→ **任务说明**
请将下列全部记录逐行原样抄写出来，答案中不要包含图片。

═══ 记录条目 ═══

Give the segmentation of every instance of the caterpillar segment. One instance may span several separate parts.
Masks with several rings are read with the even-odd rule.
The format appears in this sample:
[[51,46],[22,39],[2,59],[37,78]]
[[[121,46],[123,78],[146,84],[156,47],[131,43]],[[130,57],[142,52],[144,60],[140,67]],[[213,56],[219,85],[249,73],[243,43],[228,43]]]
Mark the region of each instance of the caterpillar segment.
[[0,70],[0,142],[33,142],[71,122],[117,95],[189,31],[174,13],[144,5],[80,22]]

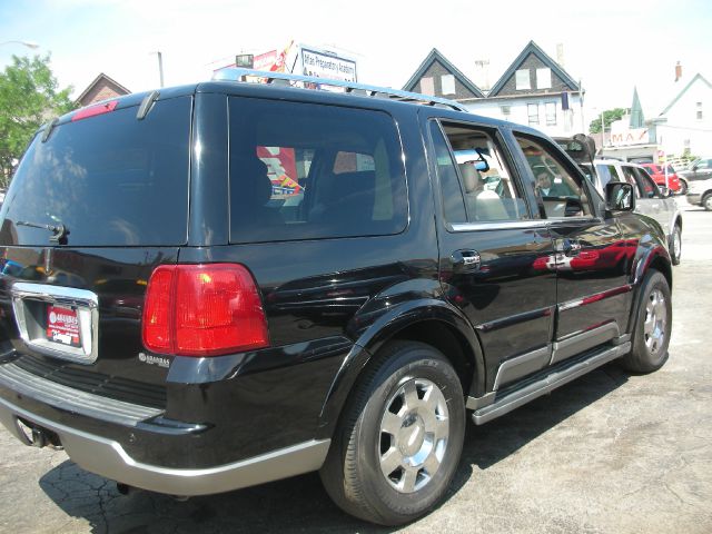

═══

→ **任务答复**
Give the segmentation of every instance of the caterpillar segment. One instance may span several separate parts.
Masks with several rings are read with the even-odd rule.
The format appears in this sample:
[[51,46],[22,39],[2,59],[37,78]]
[[[121,46],[123,78],[146,84],[156,47],[131,43]],[[130,57],[142,52],[144,60],[140,67]],[[213,56],[219,85],[249,73],[243,43],[228,43]]]
Mark the region of each instance of the caterpillar segment.
[[0,70],[0,142],[33,142],[71,122],[117,95],[189,31],[174,13],[144,5],[80,22]]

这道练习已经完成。